EXTRACT PROVIDED —
Quails are small game birds that have been domesticated for meat and eggs, over 10% of global table egg production is from quails. Quails account for only 0.2% of meat produced, they can also be kept as pets due to their small size and minimal feed requirements of around 20 to 30 grams of feed per bird per day. There are over 70 different domestic breeds or strains of quail but the Japanese or Coturnix quail is the biggest and most common breed kept for eggs and meat. In the wild quail feed on grass seeds, insects, and other plant material producing two clutches of eggs per year determined by feed supply and season. Domesticated quail can produce 300 eggs in a year hence need good nutrition to support this productivity.
Factors Affecting Quail Egg Production
Many factors affect the egg productivity of quails mainly nutrition, age at first egg, age of the bird, breed, feed, season, and house management. Quails for egg production should be kept in groups of females two weeks ahead of egg production and conditioned for egg production. If the eggs are going to be used for incubation and hatching of quail chicks one male per every five females should be added to the flock. Quails should not be kept in crowded conditions as this causes stress on them reducing their egg production. The housing should be able to adequately protect the birds from the elements and any predators including domestic cats and dogs. Light has an effect on egg production and it is recommended that the layer quails get between 14-16 hours of light as anything below 12 hours leads to a drop in egg production. If all these factors are catered for feed becomes the next limiting factor for layer quails, feed should be balanced for the following nutrients for the layer quails to be productive:
Sources of protein include soya bean meal, fish meal, meat, and bone meal, and sunflower. Protein is crucial for the growing bird and also to support egg production as eggs are mostly protein.
All systems in the body need energy to function, like cell growth and repair, blood transport, and respiration. Quails are grain eaters and thus derive most of their energy from grains like maize, millet, rice, and grain by-products
As implied by the name vitamins are vital elements required by the quails in minimum or small quantities. Vitamins help the bird by strengthening the immunity system and keeping all processes running efficiently like transmission of nerve impulses.
One critical mineral required by layer quails is calcium but it works in symbiosis with phosphorus. Calcium is crucial for eggshell production and bone formation in layer quails, and phosphorus works in energy transportation and growth in the body. A balance between calcium and phosphorus needs to be maintained as for example an oversupply of calcium in the feed affects phosphorus absorption and utilization.
To get to laying age quails need to be grown out on starter and developer diets so that they build up the frame and body to support egg production. Quails meant for meat are two phases a high protein starter ration and a high energy finisher ration only while quails for eggs are grown out on two diets and then fed a layer feed when they reach maturity. The feed provided should be able to supply the above nutrients and calcium to levels required for normal growth and development. Below are the recommended nutritional requirements for laying quails.
Table 1: Nutritional Requirements of Layer Quails
Following the above requirements one can come up with a good layer diet provided the feed is made from high-quality raw materials. Using poor-quality raw materials will produce inferior feed and also expose the birds to harmful substances like mycotoxins from moldy grain. Below is an example of a layer quail diet.

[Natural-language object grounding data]
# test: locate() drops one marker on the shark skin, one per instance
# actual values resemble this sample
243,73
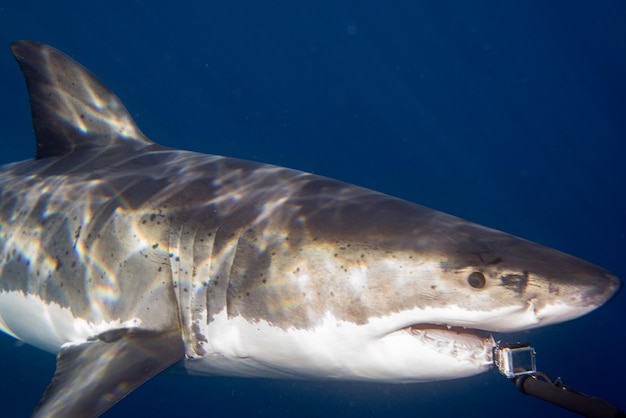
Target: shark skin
124,257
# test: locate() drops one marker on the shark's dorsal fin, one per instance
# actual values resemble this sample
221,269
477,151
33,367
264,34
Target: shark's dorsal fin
71,108
91,377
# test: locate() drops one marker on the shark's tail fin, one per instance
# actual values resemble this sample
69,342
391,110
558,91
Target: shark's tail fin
71,108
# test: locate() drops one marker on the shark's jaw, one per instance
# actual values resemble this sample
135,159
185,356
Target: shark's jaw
383,350
413,346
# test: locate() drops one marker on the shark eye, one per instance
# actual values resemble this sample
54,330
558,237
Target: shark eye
476,280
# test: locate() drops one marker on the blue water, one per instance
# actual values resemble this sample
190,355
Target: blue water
509,114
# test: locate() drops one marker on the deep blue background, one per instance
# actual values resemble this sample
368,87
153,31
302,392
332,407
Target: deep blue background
510,114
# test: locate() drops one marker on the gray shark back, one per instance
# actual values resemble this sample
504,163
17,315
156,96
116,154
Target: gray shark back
126,257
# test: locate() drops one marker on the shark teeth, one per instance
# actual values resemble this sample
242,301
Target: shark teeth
462,343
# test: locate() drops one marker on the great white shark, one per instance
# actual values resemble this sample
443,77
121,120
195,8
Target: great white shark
125,257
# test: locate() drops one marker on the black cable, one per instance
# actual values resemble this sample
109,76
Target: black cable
541,386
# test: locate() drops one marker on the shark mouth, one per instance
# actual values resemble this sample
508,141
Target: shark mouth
454,341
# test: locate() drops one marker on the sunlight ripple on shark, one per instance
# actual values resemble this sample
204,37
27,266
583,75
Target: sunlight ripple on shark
125,257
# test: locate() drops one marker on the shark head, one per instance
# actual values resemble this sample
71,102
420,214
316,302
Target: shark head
372,287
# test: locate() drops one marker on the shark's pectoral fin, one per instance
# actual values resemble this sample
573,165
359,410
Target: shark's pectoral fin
92,377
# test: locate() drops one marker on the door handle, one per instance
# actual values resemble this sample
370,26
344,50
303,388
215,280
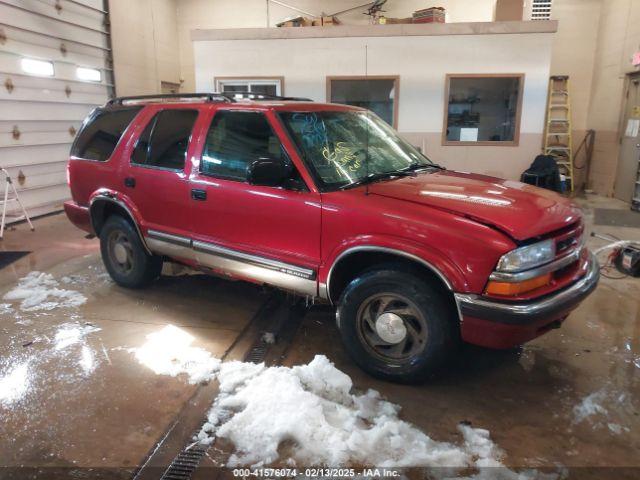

REQUIRED ACTION 1 —
According to the quail article, how many hours of light should layer quails receive?
REQUIRED ACTION 2 —
Reproduce the passage of the quail article word for word, starting at "All systems in" and ending at "absorption and utilization.".

RESPONSE 1 —
Between 14 and 16 hours.

RESPONSE 2 —
All systems in the body need energy to function, like cell growth and repair, blood transport, and respiration. Quails are grain eaters and thus derive most of their energy from grains like maize, millet, rice, and grain by-products
As implied by the name vitamins are vital elements required by the quails in minimum or small quantities. Vitamins help the bird by strengthening the immunity system and keeping all processes running efficiently like transmission of nerve impulses.
One critical mineral required by layer quails is calcium but it works in symbiosis with phosphorus. Calcium is crucial for eggshell production and bone formation in layer quails, and phosphorus works in energy transportation and growth in the body. A balance between calcium and phosphorus needs to be maintained as for example an oversupply of calcium in the feed affects phosphorus absorption and utilization.